*What to do:* Retype each of the lines below verbatim, keeping them in the same order.

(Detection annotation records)
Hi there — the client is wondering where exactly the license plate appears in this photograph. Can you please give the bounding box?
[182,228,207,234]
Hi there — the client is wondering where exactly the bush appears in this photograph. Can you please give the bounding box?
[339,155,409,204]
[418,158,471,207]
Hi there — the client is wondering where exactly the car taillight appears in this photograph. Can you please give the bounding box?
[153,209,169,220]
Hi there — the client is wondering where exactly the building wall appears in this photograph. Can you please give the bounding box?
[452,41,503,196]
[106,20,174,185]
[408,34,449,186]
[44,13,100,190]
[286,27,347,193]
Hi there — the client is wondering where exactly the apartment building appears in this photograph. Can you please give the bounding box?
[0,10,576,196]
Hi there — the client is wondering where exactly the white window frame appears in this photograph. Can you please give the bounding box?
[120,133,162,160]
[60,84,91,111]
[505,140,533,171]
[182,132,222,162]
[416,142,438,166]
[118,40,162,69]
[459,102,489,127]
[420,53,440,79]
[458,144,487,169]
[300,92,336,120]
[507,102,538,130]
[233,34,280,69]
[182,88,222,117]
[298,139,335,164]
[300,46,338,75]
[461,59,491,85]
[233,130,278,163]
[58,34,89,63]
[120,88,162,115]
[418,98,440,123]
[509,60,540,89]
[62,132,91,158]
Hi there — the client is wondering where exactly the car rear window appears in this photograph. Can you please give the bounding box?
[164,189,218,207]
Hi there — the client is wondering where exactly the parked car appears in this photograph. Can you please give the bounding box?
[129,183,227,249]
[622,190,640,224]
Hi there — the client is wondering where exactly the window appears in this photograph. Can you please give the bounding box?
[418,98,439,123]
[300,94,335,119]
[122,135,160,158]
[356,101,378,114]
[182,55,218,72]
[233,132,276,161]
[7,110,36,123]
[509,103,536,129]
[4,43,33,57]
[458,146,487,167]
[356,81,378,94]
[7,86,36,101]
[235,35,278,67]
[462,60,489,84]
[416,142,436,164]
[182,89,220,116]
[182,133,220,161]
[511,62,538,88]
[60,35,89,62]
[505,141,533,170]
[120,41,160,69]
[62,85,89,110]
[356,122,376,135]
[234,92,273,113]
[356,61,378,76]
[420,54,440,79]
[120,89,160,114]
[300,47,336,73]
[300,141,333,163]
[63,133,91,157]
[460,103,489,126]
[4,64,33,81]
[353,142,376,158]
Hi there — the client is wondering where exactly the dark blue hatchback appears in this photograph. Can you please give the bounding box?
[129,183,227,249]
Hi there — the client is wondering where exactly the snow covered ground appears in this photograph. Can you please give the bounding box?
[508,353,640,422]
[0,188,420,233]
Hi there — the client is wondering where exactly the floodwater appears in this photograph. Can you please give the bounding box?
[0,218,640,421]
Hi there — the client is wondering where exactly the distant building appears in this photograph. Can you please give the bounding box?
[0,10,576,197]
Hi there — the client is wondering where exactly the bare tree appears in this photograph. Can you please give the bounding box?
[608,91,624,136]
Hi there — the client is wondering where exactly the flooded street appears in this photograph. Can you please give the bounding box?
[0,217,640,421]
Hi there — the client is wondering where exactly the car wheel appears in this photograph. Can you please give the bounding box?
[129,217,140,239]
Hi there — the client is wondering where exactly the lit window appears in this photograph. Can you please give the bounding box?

*Final result:*
Hi there — the client is wondering where exactly the license plate appears in this photograph. Can you please give the bounding box?
[182,228,207,234]
Hi there — the client is wondering where exactly the bush appears in this photograph. Can you please give the bounding box?
[339,155,409,204]
[418,158,471,207]
Hi there — the client is wondering where exactly the car taillight appears in this photograph. Can you please give the bounding box?
[153,209,169,220]
Hi there — the client is wondering where exactly the building wall appears in this photograph. Can you please give the bounding box?
[452,41,503,196]
[106,20,174,185]
[408,34,449,186]
[44,13,100,190]
[286,27,347,193]
Hi there — the client is wondering where exactly the apartment building appears in this photograph. Can you please give the bounding box?
[0,10,576,196]
Hi there — the client is wondering where exactly the white window frame appears in this photograph. Can you please give the bounding box?
[120,133,162,160]
[60,84,91,111]
[505,140,533,171]
[182,132,222,162]
[416,142,438,166]
[118,40,162,69]
[459,102,489,127]
[420,53,440,79]
[458,144,487,169]
[300,92,336,120]
[507,102,538,130]
[233,34,280,69]
[182,88,222,117]
[298,139,335,164]
[300,46,338,75]
[461,59,491,85]
[233,130,278,163]
[58,34,89,63]
[120,88,162,115]
[418,98,440,123]
[509,60,540,89]
[62,132,91,158]
Hi there — the client is wondering where exactly the car rear window appears in this photograph. Can you please give the bounding box?
[164,189,218,207]
Hi there — the client is wondering where exactly the parked car appears in this photograph. Can you please give the bounding box?
[129,183,227,249]
[622,190,640,224]
Hi there — the client is wondering where exactly the window appears in this photograph. Can you please give the bounding box?
[418,98,439,123]
[300,94,335,119]
[122,135,160,158]
[356,101,378,114]
[182,55,218,72]
[233,132,276,161]
[7,110,36,123]
[509,103,536,129]
[4,43,33,57]
[458,146,487,167]
[356,81,378,94]
[7,86,36,101]
[235,35,278,67]
[462,60,489,84]
[416,142,436,164]
[182,89,220,116]
[182,133,220,161]
[511,62,538,88]
[60,35,89,62]
[505,141,533,170]
[120,41,160,69]
[62,85,89,110]
[356,122,376,135]
[234,92,273,113]
[356,61,378,76]
[420,54,440,79]
[120,89,160,114]
[300,47,336,73]
[300,141,333,163]
[63,133,91,157]
[460,103,489,126]
[4,64,33,81]
[353,142,376,158]
Hi there — the client is wondering where exactly the dark blue hatchback appears in this photograph. Can you please give the bounding box?
[129,183,227,249]
Hi there — the client is wondering where exactly the snow covered ground appears in this photograph. Can you please give the bounding box?
[508,353,640,422]
[0,188,420,233]
Hi there — the client is wondering where exactly the floodwater appears in this photograph. Can you please give the bounding box?
[0,218,640,421]
Hi there — the client is wondering where exactly the distant building appears in this photograph. Can you please give the bounding box?
[0,10,576,197]
Hi there — the client is wondering where exactly the bare tree appears in this photograph. Can you please give the bounding box?
[608,91,624,136]
Hi there — the client is wondering where exactly the flooded street appears in this photograph. Can you please give the bounding box?
[0,217,640,421]
Hi there — the client is wondering where exactly the car wheel appears in this photograph. Can you please give the bounding box?
[129,217,140,239]
Hi there — the client is wondering where exactly the lit window appears in this photograph. Can you please give the bounding box?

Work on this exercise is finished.